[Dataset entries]
- - -

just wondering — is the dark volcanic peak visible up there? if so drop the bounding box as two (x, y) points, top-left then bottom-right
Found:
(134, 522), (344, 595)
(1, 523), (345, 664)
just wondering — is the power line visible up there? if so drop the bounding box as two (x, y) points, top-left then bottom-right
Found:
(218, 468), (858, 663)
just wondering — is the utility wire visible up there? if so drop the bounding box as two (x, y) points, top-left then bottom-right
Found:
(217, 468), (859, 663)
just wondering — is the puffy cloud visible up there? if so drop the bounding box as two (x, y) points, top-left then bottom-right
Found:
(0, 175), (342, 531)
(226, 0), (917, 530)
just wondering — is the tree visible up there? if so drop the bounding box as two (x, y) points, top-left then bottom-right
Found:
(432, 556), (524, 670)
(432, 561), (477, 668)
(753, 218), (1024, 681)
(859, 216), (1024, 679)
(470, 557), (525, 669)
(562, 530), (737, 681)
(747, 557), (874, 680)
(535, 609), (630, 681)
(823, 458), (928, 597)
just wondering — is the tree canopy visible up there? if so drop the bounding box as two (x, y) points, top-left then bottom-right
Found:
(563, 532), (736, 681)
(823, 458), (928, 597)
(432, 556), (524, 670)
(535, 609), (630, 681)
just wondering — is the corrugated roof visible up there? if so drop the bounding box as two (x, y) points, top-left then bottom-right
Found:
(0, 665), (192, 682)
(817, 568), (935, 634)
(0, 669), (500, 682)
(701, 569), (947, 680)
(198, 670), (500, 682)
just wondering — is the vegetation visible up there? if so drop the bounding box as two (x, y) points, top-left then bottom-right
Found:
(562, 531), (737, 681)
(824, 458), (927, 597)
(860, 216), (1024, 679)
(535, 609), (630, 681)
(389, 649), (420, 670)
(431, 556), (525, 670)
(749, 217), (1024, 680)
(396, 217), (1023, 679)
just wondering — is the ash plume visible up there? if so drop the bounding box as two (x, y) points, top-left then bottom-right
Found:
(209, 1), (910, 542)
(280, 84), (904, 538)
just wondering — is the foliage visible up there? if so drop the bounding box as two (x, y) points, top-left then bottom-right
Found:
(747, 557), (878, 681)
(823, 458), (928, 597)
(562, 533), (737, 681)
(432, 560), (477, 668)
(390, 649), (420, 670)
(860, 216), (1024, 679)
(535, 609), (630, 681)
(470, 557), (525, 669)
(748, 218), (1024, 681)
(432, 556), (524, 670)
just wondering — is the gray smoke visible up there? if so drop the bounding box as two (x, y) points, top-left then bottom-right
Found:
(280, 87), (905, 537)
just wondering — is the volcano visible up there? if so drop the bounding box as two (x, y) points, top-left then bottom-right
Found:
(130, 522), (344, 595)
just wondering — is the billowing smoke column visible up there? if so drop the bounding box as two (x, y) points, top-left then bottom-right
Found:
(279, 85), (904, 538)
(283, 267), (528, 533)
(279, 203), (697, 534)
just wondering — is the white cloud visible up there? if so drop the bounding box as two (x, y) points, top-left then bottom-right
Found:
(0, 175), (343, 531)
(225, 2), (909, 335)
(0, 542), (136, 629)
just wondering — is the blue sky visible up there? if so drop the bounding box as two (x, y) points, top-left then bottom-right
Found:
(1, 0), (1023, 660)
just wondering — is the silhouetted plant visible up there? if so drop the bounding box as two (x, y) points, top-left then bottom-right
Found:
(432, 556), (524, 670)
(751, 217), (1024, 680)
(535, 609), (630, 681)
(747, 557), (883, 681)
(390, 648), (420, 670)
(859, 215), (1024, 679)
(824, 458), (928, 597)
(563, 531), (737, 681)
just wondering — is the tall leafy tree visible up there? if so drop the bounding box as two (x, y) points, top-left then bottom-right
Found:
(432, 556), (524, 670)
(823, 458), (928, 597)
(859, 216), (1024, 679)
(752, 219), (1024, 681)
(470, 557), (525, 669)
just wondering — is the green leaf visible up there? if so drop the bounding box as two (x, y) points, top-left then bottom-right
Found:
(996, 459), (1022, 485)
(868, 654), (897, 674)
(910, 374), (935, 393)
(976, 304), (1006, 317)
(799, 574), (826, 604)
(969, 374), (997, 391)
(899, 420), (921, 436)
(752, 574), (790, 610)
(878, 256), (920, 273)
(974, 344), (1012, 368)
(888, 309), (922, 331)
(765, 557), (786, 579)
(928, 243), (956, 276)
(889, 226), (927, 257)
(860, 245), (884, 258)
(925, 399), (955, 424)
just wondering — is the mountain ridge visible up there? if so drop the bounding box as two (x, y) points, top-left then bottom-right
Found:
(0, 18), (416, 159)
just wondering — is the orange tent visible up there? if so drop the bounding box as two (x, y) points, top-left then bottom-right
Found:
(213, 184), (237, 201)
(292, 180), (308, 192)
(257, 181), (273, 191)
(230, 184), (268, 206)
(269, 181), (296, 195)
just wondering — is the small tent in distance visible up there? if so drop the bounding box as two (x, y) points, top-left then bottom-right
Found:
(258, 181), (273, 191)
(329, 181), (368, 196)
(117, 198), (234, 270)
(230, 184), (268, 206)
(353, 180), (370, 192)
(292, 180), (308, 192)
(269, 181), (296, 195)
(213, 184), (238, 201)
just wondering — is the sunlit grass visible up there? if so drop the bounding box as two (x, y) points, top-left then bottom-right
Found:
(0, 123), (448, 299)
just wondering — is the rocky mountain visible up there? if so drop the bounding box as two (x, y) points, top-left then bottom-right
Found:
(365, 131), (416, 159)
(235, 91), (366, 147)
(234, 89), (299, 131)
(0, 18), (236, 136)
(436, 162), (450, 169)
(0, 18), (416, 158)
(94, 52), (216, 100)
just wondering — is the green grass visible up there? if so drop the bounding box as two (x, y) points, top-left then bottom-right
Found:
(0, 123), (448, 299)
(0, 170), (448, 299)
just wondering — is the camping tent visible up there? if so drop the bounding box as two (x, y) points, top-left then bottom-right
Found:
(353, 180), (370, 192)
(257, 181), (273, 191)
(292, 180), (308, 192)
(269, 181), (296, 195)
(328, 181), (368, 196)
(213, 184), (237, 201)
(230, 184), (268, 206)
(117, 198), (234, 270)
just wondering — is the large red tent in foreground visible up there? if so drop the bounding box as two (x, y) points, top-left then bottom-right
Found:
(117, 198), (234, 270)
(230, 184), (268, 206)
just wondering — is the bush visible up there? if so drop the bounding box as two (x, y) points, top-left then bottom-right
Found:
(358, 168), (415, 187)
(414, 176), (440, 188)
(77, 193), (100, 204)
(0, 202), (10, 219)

- - -

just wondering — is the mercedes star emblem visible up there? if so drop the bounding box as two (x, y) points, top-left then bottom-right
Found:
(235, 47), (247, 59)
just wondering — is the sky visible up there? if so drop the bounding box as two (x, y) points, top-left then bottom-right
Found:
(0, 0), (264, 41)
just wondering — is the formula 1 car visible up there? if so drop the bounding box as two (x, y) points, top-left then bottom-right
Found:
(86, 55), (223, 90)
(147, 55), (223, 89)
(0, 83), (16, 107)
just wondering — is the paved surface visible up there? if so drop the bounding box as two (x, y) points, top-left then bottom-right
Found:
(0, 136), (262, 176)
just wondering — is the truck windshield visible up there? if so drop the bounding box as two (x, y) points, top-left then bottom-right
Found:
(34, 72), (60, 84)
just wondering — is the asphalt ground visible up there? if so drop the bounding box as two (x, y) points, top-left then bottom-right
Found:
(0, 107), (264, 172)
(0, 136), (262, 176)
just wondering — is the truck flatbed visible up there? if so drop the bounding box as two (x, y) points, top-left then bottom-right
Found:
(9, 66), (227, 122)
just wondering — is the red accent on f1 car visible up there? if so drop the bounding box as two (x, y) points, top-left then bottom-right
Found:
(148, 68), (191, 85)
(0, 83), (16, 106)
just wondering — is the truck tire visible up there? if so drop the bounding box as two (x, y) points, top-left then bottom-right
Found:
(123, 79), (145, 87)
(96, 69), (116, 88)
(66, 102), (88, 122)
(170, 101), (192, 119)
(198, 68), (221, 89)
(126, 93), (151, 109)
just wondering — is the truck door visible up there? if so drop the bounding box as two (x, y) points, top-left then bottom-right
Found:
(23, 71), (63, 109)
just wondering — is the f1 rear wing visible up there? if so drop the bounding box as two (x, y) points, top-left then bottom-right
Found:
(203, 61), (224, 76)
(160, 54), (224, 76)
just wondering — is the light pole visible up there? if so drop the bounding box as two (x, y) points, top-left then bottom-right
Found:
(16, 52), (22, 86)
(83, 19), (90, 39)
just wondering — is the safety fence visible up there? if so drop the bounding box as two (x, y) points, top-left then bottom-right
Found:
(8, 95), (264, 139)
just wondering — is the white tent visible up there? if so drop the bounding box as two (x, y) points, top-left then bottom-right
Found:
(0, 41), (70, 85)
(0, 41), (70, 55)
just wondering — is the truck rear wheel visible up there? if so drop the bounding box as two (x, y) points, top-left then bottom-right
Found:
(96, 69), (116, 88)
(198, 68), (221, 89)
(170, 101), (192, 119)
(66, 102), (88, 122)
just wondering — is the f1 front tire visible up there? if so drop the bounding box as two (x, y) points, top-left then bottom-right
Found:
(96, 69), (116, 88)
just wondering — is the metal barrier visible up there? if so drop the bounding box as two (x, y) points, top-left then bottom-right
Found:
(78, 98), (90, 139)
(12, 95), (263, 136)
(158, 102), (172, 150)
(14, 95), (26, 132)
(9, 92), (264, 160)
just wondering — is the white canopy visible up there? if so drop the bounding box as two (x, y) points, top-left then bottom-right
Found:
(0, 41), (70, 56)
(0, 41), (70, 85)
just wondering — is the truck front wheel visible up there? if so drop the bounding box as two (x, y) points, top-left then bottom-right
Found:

- - -

== Work required ==
When the string "mountain" appears in a line of the records above, that line is to be copied.

== Answer below ==
just wondering — is the mountain ridge visible up there? if so drop the bounding box as two (x, y) points, top-left then bottom-right
just wondering — is the rocky mountain visible up there? if so drop the bounding box as two (x, y) points, top-left then bottom-right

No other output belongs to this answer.